*Activity*:
What is needed is a faithful transcription of all the data below, pictures excluded.

*Listed records*:
++++
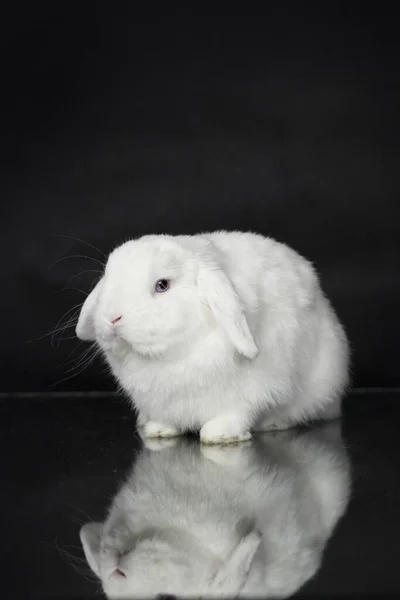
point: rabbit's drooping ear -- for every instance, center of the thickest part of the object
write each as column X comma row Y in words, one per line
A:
column 85, row 327
column 217, row 290
column 90, row 535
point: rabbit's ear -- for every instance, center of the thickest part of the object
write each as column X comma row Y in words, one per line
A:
column 232, row 575
column 85, row 326
column 90, row 535
column 217, row 291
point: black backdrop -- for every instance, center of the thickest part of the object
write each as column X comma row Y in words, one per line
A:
column 120, row 124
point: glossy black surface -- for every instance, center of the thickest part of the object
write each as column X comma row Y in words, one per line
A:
column 63, row 459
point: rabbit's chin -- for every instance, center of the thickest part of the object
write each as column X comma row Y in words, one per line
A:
column 121, row 347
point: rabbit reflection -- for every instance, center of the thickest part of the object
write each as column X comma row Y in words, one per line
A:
column 249, row 520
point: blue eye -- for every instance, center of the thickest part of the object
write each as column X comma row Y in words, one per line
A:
column 162, row 285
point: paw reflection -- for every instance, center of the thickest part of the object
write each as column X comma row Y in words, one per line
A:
column 250, row 520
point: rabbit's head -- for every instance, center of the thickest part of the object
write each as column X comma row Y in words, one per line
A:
column 160, row 292
column 166, row 564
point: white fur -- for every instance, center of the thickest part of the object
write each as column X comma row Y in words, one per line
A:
column 244, row 339
column 250, row 520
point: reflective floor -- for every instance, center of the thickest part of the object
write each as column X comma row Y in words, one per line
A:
column 307, row 513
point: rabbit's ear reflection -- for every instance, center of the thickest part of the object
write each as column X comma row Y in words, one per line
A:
column 249, row 520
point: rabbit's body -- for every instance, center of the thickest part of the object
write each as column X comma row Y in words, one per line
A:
column 261, row 350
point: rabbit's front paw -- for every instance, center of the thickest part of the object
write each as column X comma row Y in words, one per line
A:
column 224, row 430
column 152, row 429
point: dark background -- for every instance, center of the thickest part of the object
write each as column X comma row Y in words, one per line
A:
column 117, row 124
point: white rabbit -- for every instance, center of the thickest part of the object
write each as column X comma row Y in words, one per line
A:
column 224, row 333
column 225, row 521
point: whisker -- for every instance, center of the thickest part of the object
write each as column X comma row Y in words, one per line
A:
column 70, row 237
column 64, row 289
column 77, row 256
column 83, row 273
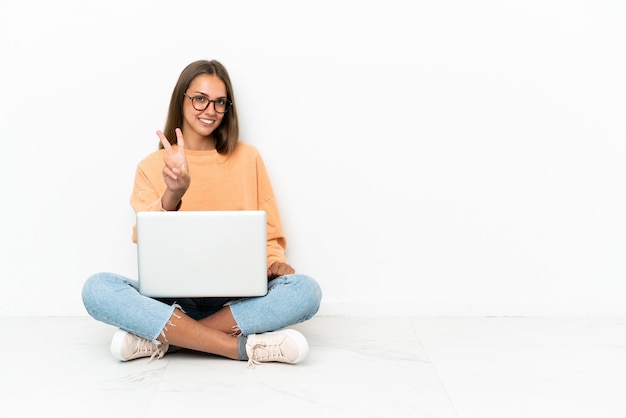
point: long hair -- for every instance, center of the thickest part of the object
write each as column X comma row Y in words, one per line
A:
column 227, row 133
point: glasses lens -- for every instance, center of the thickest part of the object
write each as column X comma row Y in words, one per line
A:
column 221, row 105
column 199, row 102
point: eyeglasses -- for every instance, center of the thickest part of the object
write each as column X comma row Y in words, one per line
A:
column 200, row 103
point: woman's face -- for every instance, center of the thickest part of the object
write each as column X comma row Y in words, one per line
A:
column 203, row 88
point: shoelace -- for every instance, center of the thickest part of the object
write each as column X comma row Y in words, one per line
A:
column 265, row 353
column 147, row 346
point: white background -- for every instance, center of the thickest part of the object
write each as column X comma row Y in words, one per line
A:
column 429, row 158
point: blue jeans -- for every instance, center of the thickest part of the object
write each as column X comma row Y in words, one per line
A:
column 115, row 300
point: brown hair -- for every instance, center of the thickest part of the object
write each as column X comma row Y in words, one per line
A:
column 227, row 134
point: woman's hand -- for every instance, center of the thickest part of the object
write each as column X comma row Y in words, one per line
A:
column 278, row 269
column 175, row 171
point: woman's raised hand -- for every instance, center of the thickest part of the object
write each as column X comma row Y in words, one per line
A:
column 175, row 171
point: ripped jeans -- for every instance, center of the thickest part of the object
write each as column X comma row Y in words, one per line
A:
column 115, row 300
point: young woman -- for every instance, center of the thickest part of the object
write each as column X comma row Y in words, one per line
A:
column 202, row 165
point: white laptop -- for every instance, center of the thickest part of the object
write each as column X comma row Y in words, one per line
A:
column 202, row 253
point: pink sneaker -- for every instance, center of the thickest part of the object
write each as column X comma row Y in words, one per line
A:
column 285, row 346
column 126, row 346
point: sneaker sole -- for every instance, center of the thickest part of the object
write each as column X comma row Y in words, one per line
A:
column 300, row 341
column 116, row 343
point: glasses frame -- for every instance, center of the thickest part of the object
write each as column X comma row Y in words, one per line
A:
column 209, row 101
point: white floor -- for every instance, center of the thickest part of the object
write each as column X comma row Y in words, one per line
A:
column 357, row 367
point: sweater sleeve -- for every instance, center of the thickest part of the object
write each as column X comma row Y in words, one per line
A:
column 147, row 190
column 276, row 241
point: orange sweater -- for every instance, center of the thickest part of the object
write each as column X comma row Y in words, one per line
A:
column 235, row 182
++++
*Output of the exercise*:
point: rabbit's drooping ear -- for every instance, center of the thickest part of the object
write each as column X comma row Y in words, one per line
A:
column 85, row 327
column 217, row 290
column 90, row 535
point: rabbit's ear -- for every instance, center of the thickest part of the object
write each as column X comma row Y in words, one per line
A:
column 232, row 575
column 85, row 326
column 90, row 535
column 217, row 291
point: black backdrop -- for every instance, center of the thickest part of the object
write each as column X comma row Y in words, one per line
A:
column 120, row 124
point: glossy black surface -- for every instance, center of the thickest part of the object
write each as column X comma row Y in words, one per line
A:
column 63, row 459
point: rabbit's chin -- for every instance, center of the thickest part of the object
write each as column X comma row Y in words, one per line
A:
column 121, row 347
point: rabbit reflection -- for every instance, center of the thickest part of the object
write each as column X comma row Y in words, one per line
A:
column 249, row 520
point: blue eye -- for every instance, center of the thickest part of the object
write each as column X comma row Y in words, one per line
A:
column 162, row 285
point: paw reflection -- for every instance, center of the thickest part of the object
write each as column X comma row Y in words, one per line
A:
column 250, row 520
point: rabbit's head -- for every instance, center of the thickest part of the object
write each as column X comma row Y in words, one per line
A:
column 160, row 292
column 166, row 564
point: white fur -- for every instance, center of the thickest part of the object
write each as column X comma row Y in words, one per line
A:
column 244, row 339
column 250, row 520
point: reflective floor -- for every instance, center of the thickest part of the object
write each as column X comma row Y in words, one per line
A:
column 307, row 513
point: rabbit's ear reflection -- for every instance, center of the thickest part of the object
write each as column X comma row Y in words, one per line
A:
column 249, row 520
point: rabbit's body -- for every instance, center of the thickest part of the object
write each as column X comma row Y in words, one per line
A:
column 261, row 350
point: rabbit's front paw -- for every instance, center of the thickest part of the object
write each as column X comma row Y in words, one per line
A:
column 224, row 430
column 152, row 429
point: dark background -- for every instance, center of the thickest part of the object
write each as column X comma row Y in words, one per line
A:
column 117, row 124
point: white rabbit -- for every instance, center of the thickest part of the object
write each as column X comma row Y in words, one per line
A:
column 224, row 333
column 225, row 521
point: whisker -- for every instance, center of the thickest part of the object
write each as column X comma row Y in words, one per line
A:
column 70, row 237
column 64, row 289
column 77, row 256
column 83, row 273
point: long hair -- for every instance, center of the thickest part of the object
write each as column X comma row Y in words, one per line
A:
column 227, row 133
point: glasses lens -- for every instance, center of the thickest part of the object
write each as column X comma row Y in words, one per line
A:
column 221, row 105
column 199, row 102
point: eyeglasses -- for every instance, center of the thickest part of the object
write each as column X comma row Y in words, one per line
A:
column 200, row 103
point: woman's face -- for every instance, center of the thickest part of the object
write each as column X comma row Y in words, one per line
A:
column 203, row 88
point: shoelace -- for every instance, center of the thickest part of the object
write each as column X comma row Y in words, one per line
A:
column 265, row 353
column 147, row 346
point: white background -- for every instance, center of the thickest part of the object
write each as column X comma row Y in words, one per line
A:
column 429, row 158
point: blue jeans -- for every instance, center of the thickest part of the object
write each as column X comma row Y in words, one per line
A:
column 115, row 300
point: brown hair -- for every instance, center of the thickest part of the object
write each as column X comma row Y in words, one per line
A:
column 227, row 134
point: woman's hand -- for every instance, center of the thickest part of the object
write each as column X comma row Y in words, one per line
A:
column 278, row 269
column 175, row 171
point: woman's raised hand -- for every instance, center of the thickest part of the object
write each as column X comma row Y in words, one per line
A:
column 175, row 171
point: ripped jeans -- for every instance, center of the thickest part of the object
write each as column X comma row Y in words, one per line
A:
column 115, row 300
point: young woman -- for every instance, center of the thickest part of the object
write each as column X comma row Y in words, one per line
A:
column 202, row 165
point: white laptop -- for every instance, center of the thickest part of the object
write each as column X comma row Y in words, one per line
A:
column 202, row 253
point: pink sneaker -- for every instance, center of the thickest part of the object
write each as column X comma row Y in words, one per line
A:
column 285, row 346
column 126, row 346
point: sneaker sole -- for every instance, center of the thickest part of the object
write each as column X comma row Y in words, one per line
A:
column 300, row 341
column 116, row 343
point: glasses frame -- for every instance, center of the thickest part of the object
write each as column X comma row Y in words, one per line
A:
column 209, row 101
point: white floor -- for every instance, center of the thickest part of the object
write each as column X comma row Y in words, one per line
A:
column 357, row 367
point: sweater sleeve -- for every instance, center of the thickest part of the object
write each as column X comma row Y in words, one per line
A:
column 147, row 190
column 276, row 241
point: orange sweater -- for every instance, center of the thickest part of the object
write each as column X comma row Y in words, one per line
A:
column 235, row 182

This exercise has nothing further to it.